REQUIREMENT: Scale the stretch from the start of the records through the line containing "<point>101,558</point>", both ends included, and rewrite every line of it, requests too. Multiply each point coordinate in the answers by 1.65 and round to whole numbers, with halves rounding up, and leave the requests and their format sample unchanged.

DATA TO PROCESS:
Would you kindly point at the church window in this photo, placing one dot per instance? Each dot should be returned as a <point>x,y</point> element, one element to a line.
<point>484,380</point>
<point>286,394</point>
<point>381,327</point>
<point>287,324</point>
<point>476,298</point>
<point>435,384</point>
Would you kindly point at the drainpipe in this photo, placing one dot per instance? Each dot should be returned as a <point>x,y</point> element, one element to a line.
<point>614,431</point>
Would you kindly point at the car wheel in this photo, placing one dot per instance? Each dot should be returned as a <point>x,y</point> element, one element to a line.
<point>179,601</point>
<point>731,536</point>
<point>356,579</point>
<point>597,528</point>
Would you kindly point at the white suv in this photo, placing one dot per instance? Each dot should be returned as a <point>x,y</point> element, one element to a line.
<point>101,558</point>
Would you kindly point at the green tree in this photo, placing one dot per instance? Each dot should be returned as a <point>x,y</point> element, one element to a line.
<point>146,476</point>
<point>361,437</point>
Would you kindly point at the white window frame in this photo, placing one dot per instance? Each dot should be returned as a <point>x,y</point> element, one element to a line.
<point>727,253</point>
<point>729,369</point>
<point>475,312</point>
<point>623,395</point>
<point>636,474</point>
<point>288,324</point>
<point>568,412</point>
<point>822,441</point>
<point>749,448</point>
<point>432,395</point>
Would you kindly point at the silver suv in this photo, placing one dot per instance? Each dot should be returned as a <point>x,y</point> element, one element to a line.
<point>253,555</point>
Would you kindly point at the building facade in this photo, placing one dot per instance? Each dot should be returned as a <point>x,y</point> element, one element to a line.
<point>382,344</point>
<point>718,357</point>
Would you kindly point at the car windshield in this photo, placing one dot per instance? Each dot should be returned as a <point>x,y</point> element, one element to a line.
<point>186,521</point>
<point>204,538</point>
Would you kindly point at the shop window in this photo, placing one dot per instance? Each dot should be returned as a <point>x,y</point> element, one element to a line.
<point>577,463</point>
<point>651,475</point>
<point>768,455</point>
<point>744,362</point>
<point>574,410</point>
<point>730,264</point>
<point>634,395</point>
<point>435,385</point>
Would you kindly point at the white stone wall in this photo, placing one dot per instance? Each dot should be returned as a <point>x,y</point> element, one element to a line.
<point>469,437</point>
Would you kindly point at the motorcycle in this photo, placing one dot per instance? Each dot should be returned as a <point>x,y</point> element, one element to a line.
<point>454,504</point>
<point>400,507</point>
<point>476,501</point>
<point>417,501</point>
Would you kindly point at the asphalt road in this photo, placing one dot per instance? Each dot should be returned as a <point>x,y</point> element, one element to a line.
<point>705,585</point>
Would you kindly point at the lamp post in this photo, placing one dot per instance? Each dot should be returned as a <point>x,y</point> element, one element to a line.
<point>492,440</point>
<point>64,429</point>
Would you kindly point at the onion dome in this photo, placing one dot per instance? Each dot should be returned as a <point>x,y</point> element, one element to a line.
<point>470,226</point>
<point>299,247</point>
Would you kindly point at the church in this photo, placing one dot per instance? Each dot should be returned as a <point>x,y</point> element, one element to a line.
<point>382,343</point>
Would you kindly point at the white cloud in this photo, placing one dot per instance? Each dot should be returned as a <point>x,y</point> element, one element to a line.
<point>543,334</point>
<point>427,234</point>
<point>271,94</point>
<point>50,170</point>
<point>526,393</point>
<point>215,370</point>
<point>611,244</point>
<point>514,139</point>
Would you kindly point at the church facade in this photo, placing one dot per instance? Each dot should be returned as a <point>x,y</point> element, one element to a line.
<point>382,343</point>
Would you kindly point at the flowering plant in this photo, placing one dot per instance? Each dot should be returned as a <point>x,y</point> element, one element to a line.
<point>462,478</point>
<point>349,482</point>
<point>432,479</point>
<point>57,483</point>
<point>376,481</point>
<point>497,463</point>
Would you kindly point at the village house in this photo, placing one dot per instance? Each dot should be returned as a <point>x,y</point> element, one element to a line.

TASK ANSWER:
Would you kindly point at the church window in this photo, placing one dot per instance? Each dot should be returned as a <point>x,y</point> element, one element to a line.
<point>799,627</point>
<point>472,650</point>
<point>629,540</point>
<point>474,535</point>
<point>785,492</point>
<point>718,634</point>
Would you kindly point at the drainpipe in this photo, placing one dot per instance? Each dot should be returned as a <point>x,y</point> element, one element to a line.
<point>1013,711</point>
Would you kindly point at the car wheel in this photo, placing one dot per instance? Each dot should be returned as a <point>x,y</point> element, one element to a line.
<point>295,992</point>
<point>1206,884</point>
<point>587,955</point>
<point>985,871</point>
Would you kindly point at the white suv in this photo, placing one dot per instance? Each dot should be returned as a <point>x,y</point> element, one element to a line.
<point>167,921</point>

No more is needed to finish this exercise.